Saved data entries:
□ □ □
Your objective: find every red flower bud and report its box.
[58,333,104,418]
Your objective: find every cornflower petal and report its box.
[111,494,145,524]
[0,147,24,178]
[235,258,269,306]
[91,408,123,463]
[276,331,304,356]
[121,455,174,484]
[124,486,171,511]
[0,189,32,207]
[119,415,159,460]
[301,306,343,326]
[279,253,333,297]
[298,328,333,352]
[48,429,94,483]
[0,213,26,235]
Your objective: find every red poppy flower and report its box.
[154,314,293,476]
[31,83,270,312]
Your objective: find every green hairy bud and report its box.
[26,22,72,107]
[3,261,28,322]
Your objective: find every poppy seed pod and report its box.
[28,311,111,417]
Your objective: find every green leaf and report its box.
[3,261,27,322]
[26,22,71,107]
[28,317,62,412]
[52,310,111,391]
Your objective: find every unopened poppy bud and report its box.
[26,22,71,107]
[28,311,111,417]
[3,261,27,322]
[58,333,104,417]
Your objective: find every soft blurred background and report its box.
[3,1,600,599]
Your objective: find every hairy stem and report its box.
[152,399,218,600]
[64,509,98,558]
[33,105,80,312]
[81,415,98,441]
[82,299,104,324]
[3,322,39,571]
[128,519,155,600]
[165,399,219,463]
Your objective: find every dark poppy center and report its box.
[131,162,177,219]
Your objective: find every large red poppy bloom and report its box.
□ □ □
Please write out the data again exactly as it stands.

Your objective: find every red flower bud and report its box.
[58,333,104,418]
Your objective: find every cornflower petal and report its box.
[111,494,145,524]
[0,147,24,178]
[235,258,269,306]
[91,408,123,463]
[276,331,304,356]
[121,455,174,484]
[124,486,171,511]
[0,189,32,207]
[119,415,159,460]
[301,306,343,326]
[279,253,333,297]
[298,328,333,352]
[48,429,94,483]
[0,213,26,235]
Your objective: find every red poppy flower and report its box.
[154,314,293,476]
[31,83,270,312]
Your objective: find every green hairy bud and report its box.
[26,22,72,107]
[3,261,28,322]
Your objective: find every poppy seed pod and report its box.
[28,311,111,417]
Your objective: find every green leaf and report its box.
[3,261,27,322]
[26,22,71,107]
[28,317,62,412]
[52,310,111,391]
Your objective: find every unopened poppy bud and report its box.
[26,22,71,107]
[28,311,111,417]
[3,261,27,322]
[58,333,104,417]
Your objective: find every soft blurred background and report its box.
[3,1,600,599]
Your objective: find every hairy stem and report its box.
[152,399,218,600]
[64,509,98,558]
[33,105,80,312]
[81,415,98,441]
[82,299,104,324]
[3,322,39,571]
[128,519,155,600]
[165,399,219,463]
Your objective: find every dark poppy center and report its box.
[131,162,177,219]
Your objective: find every large red poppy bloom and report its box.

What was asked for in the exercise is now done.